• _Source document_
** BEGIN **
It is not solely for the sake of industry and commerce that Bolivia may welcome the advent of railways. She is the least naturally cohesive and in some ways the least nationally united of South American states. Europeans and North Americans hear but little about her, and underestimate the difficulties she has had to contend with. Imagine a country as big as the German and Austrian dominions put together, with a population less than that of Denmark, four-fifths of it consisting of semicivilized or uncivilized Indians, and the few educated men of European or mixed stock scattered here and there in half a dozen towns, none of which has more than a small number of capable citizens of that stock. An energetic monarch with a small but efficient and mobile army might rule such a country, but it offers obvious difficulties to the smooth working of a republican government, for one of the essentials to such a government is that the minority of competent citizens, be they many or few, should be in easy communication with one another, capable of understanding one another and of creating a public opinion. This has hitherto been difficult, owing to the want of railways, for Santa Cruz, Cochabamba, and Sucre (Chuquisaca) have all been a many days' journey from one another and from La Paz. These towns know little of one another and are mutually jealous. The old Spanish-colonial element in them regards with disfavour the larger but more Indian La Paz. Sucre is made the legal capital, but neither it nor any other city has both the size and the central position that would qualify to act as a unifying force. There is hardly any immigration, and little natural increase of population, so the vacant spaces do not fill up, even where they are habitable. Anything, therefore, that will help both to increase the material prosperity of Bolivia and to draw its people together will be a political benefit.
Besides the railway which is to run from Uyuni to Buenos Aires, five other lines through the High Andes are likely to be constructed. One is to connect Cuzco with the existing railway from Lima to Oroya, a wonderful line, which reaches a height of 15,600 feet. A second will continue that line eastward to the Ucayali River. A third is also to cross the Eastern Cordillera from Tirapata (north of Lake Titicaca) to the river Madre de Dios. A fourth will run from La Paz down the canyon of its torrent to the river Beni. A fifth will connect Potosi with a port upon the Paraguay River via Sucre and Santa Cruz. The opening of these communications must accelerate the development of Peru and Bolivia.
** END **
• _Brief A_
Output the part of the passage on Bolivia's railways from "Besides the railway" to "Peru and Bolivia.", word for word.
The passage on Bolivia and its railways has no connection to the records that come next.

• _Information provided_
** BEGIN **
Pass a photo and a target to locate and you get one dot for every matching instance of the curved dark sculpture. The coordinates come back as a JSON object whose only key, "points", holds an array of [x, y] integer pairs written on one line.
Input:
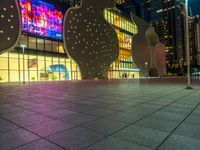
{"points": [[89, 39], [140, 46], [10, 24], [153, 40]]}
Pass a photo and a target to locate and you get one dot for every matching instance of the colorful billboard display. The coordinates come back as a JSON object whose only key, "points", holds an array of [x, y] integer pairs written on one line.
{"points": [[41, 18]]}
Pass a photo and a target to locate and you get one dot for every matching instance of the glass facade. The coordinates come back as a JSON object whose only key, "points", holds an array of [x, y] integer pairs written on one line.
{"points": [[41, 18], [40, 60], [39, 54], [124, 66]]}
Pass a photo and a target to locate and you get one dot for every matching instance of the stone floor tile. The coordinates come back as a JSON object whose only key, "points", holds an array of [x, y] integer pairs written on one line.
{"points": [[15, 138], [112, 143], [39, 145], [106, 126], [141, 135], [76, 138], [158, 124], [49, 127], [178, 142]]}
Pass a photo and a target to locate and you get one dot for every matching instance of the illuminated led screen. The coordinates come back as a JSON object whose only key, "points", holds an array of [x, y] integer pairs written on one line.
{"points": [[41, 18]]}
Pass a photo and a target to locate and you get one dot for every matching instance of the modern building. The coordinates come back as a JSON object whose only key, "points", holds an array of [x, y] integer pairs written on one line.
{"points": [[194, 40], [40, 52], [124, 66], [167, 16]]}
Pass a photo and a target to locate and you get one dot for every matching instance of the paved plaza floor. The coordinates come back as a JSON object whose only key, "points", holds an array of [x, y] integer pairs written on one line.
{"points": [[143, 114]]}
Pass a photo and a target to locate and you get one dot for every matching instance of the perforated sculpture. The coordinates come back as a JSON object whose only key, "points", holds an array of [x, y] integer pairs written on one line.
{"points": [[141, 53], [89, 39], [153, 40], [10, 24]]}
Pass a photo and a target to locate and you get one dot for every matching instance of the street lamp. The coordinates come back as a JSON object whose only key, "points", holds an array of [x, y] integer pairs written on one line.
{"points": [[187, 47], [23, 48], [146, 68]]}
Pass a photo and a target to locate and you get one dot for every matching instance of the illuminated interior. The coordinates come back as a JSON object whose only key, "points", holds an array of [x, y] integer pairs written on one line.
{"points": [[124, 66], [41, 18]]}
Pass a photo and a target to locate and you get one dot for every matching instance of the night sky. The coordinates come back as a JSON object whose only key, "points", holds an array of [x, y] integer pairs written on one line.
{"points": [[194, 4]]}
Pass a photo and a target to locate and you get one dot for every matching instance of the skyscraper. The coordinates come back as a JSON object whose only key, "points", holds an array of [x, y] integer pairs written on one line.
{"points": [[194, 36], [167, 16]]}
** END **
• _Brief B_
Return, word for word, the lines of the records from the line with "the illuminated interior." through the last line of the records, including both ends.

• _Correct response A_
Besides the railway which is to run from Uyuni to Buenos Aires, five other lines through the High Andes are likely to be constructed. One is to connect Cuzco with the existing railway from Lima to Oroya, a wonderful line, which reaches a height of 15,600 feet. A second will continue that line eastward to the Ucayali River. A third is also to cross the Eastern Cordillera from Tirapata (north of Lake Titicaca) to the river Madre de Dios. A fourth will run from La Paz down the canyon of its torrent to the river Beni. A fifth will connect Potosi with a port upon the Paraguay River via Sucre and Santa Cruz. The opening of these communications must accelerate the development of Peru and Bolivia.

• _Correct response B_
Pass a photo and a target to locate and you get one dot for every matching instance of the illuminated interior. The coordinates come back as a JSON object whose only key, "points", holds an array of [x, y] integer pairs written on one line.
{"points": [[124, 66], [41, 18]]}
Pass a photo and a target to locate and you get one dot for every matching instance of the night sky. The coordinates come back as a JSON object whose only key, "points", holds an array of [x, y] integer pairs written on one line.
{"points": [[194, 4]]}
Pass a photo and a target to locate and you get one dot for every matching instance of the skyscraper. The coordinates come back as a JSON object whose only key, "points", holds an array of [x, y] integer pairs written on one line.
{"points": [[194, 36], [167, 16]]}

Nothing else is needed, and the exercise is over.